Vorliegender Auszug:
──────

Der Umbau ging schnell und war gut organisiert. Ich hatte keine rechte Vorstellung,
ob Martha alleine oder mit Band spielen würde. Als dann der Bass, der schon auf der Bühne stand, von Doveman nicht benutzt wurde, war es also die Bandvariante.

Erst kam die groß wirkende Sängerin allerdings alleine auf die Bühne. Obwohl ich ihre Musik seit dem ersten Album von 2005 liebe, hatte ich bisher keine Gelegenheit, Martha live zu sehen. Vor zwei Jahren trat sie zwar in Haldern auf, allerdings donnerstags - und ohne mich. In den nächsten Tagen erscheint ihre zweite CD mit
dem unfassbar tollen Titel "I know you're married but I've got feelings too". Da das Album auch bei iTunes bisher nur zerstückelt zu erwerben ist, kannte ich noch keines der neuen Stücke, nur den Verriss von Jan Wigger auf Spiegel online. Die in Montreal geborene Sängerin war extravagent gekleidet. Zu einer schwarzen Bluse trug sie weiße Woll-Leggings, darüben ein Röckchen, das aus Wohnwagen Vorhängen geschneidert zu sein schien und ochsenblutrote hohe Stiefel mit Strass-Edelsteinen auf dem Stiefelrücken. Noch von den funkelnden Stiefeln geblendet, bemerkte ich als nächstes eine nette Marotte: Marthas Mikro war bewußt zu tief angebracht. Sie hätte es ja, wäre das aus Versehen passiert, korrigieren können, sie schien allerdings extra tief singen zu mögen und mußte sich ein wenig bücken, um zielsicher das Mikro zu treffen. Dazu passend bewegte sie ununterbrochen eines ihrer Beine, knickte es, nahm es hoch. Ihrer Stimme schadete dies nicht, denn die war auf dem Punkt da und passte perfekt.

──────

(Gespeicherte Einträge)
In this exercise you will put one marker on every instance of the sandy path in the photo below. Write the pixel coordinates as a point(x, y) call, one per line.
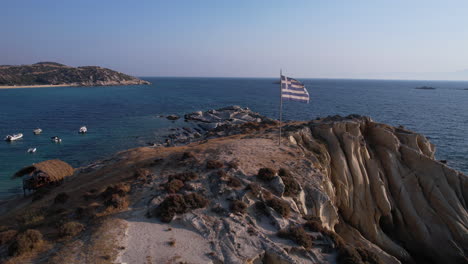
point(148, 241)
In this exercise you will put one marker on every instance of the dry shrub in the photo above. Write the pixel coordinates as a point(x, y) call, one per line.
point(70, 229)
point(314, 226)
point(195, 201)
point(261, 208)
point(238, 207)
point(25, 242)
point(221, 174)
point(280, 206)
point(32, 218)
point(172, 205)
point(292, 187)
point(121, 189)
point(255, 189)
point(83, 212)
point(142, 174)
point(187, 155)
point(234, 182)
point(233, 165)
point(284, 172)
point(179, 204)
point(298, 235)
point(266, 174)
point(7, 236)
point(61, 198)
point(214, 164)
point(184, 176)
point(174, 186)
point(116, 201)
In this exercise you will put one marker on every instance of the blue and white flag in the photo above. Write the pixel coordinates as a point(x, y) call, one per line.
point(293, 90)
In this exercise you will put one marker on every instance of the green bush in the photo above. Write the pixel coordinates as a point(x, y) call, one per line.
point(266, 174)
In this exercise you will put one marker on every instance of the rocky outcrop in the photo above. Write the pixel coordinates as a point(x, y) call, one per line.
point(337, 190)
point(386, 188)
point(51, 73)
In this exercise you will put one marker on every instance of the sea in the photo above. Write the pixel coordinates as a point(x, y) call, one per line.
point(123, 117)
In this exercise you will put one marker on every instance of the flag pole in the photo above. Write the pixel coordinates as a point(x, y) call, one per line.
point(281, 108)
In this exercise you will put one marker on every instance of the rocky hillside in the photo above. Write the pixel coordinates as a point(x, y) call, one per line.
point(51, 73)
point(338, 190)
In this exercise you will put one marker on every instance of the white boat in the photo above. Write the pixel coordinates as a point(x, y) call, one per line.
point(83, 130)
point(13, 137)
point(37, 131)
point(32, 150)
point(56, 139)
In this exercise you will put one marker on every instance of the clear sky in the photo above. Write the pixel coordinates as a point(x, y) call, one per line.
point(404, 39)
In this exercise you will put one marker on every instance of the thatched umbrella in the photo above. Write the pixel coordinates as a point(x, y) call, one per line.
point(44, 173)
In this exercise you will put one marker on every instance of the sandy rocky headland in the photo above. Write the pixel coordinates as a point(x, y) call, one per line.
point(338, 190)
point(52, 74)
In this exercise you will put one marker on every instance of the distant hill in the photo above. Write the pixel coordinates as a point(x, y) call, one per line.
point(52, 73)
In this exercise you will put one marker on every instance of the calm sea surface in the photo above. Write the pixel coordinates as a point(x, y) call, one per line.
point(122, 117)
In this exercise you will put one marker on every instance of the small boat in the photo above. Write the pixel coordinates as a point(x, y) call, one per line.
point(32, 150)
point(13, 137)
point(56, 139)
point(83, 130)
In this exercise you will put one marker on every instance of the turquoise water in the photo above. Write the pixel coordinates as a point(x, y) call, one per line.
point(122, 117)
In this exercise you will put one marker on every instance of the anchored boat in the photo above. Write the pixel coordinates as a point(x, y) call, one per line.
point(56, 139)
point(32, 150)
point(13, 137)
point(83, 130)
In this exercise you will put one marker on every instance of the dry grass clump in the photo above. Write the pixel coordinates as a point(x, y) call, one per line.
point(179, 204)
point(233, 165)
point(70, 229)
point(174, 186)
point(116, 201)
point(7, 236)
point(266, 174)
point(184, 176)
point(195, 201)
point(187, 155)
point(120, 189)
point(255, 189)
point(25, 242)
point(61, 198)
point(142, 174)
point(298, 235)
point(172, 205)
point(234, 182)
point(292, 187)
point(280, 206)
point(214, 164)
point(314, 226)
point(31, 218)
point(238, 207)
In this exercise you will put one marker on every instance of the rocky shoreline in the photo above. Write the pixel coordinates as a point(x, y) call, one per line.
point(338, 190)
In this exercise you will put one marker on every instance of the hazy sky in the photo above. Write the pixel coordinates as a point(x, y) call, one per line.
point(333, 39)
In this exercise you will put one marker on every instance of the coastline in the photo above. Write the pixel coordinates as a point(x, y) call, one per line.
point(36, 86)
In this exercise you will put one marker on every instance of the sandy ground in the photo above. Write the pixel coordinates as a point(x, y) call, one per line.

──────

Aufgabe: Bearbeite den Konzertbericht: Gib ihn ab der Stelle mit „Der Umbau ging“ bis einschließlich „also die Bandvariante.“ wieder und setze dabei „Ensemblevariante“ anstelle von „Bandvariante“ ein.

Lösung:
Der Umbau ging schnell und war gut organisiert. Ich hatte keine rechte Vorstellung,
ob Martha alleine oder mit Band spielen würde. Als dann der Bass, der schon auf der Bühne stand, von Doveman nicht benutzt wurde, war es also die Ensemblevariante.